_EXERCISE INSTRUCTIONS_. Among the entries below, count the lines containing the string "tree". Only the count is needed.

(DATA FOR THIS EXERCISE begins)

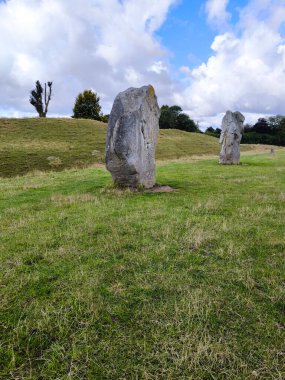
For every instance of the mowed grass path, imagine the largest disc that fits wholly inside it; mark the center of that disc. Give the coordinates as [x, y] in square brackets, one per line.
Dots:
[26, 144]
[98, 283]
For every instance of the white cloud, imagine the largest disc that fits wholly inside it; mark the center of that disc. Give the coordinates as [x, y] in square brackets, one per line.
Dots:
[247, 69]
[107, 45]
[217, 12]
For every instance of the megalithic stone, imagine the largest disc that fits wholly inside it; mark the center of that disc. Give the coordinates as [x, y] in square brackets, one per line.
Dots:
[232, 129]
[132, 136]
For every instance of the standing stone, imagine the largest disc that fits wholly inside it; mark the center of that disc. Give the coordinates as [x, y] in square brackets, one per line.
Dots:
[131, 139]
[232, 129]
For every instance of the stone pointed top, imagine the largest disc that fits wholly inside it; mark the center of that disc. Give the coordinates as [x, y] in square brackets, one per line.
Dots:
[132, 136]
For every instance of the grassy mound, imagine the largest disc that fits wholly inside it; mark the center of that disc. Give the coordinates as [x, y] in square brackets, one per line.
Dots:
[45, 144]
[98, 283]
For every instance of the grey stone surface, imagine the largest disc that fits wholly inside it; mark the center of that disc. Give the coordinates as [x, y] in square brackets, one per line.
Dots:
[232, 129]
[132, 135]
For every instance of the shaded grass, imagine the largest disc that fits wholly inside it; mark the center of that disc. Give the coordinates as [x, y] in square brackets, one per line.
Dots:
[99, 283]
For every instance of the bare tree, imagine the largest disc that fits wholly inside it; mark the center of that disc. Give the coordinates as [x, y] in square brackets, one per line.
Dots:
[40, 98]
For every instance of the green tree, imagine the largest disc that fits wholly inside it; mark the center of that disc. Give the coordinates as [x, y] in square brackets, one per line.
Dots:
[87, 106]
[40, 98]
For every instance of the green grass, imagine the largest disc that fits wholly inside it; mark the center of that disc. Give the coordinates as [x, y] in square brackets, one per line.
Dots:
[98, 283]
[25, 144]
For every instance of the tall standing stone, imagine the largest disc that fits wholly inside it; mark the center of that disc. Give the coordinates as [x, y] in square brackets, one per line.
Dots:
[232, 129]
[132, 135]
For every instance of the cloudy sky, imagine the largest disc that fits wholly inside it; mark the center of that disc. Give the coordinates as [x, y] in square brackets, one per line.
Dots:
[206, 56]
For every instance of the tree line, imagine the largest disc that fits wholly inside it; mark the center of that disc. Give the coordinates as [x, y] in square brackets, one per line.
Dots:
[87, 106]
[268, 131]
[87, 103]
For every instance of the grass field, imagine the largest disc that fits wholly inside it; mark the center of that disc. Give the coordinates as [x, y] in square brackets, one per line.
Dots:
[98, 283]
[26, 144]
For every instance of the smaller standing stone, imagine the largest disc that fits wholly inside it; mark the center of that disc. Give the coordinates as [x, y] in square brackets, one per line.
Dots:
[232, 129]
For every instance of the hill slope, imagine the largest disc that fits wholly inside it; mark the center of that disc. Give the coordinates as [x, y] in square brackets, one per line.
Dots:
[26, 144]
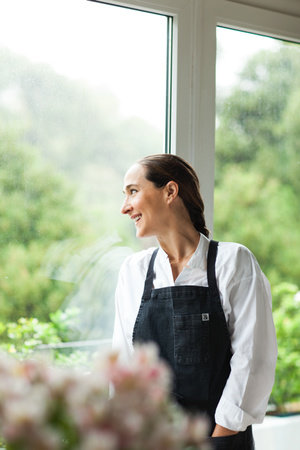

(DATA FOR THIS EXERCISE ends)

_REPLY TO THE TASK_. 3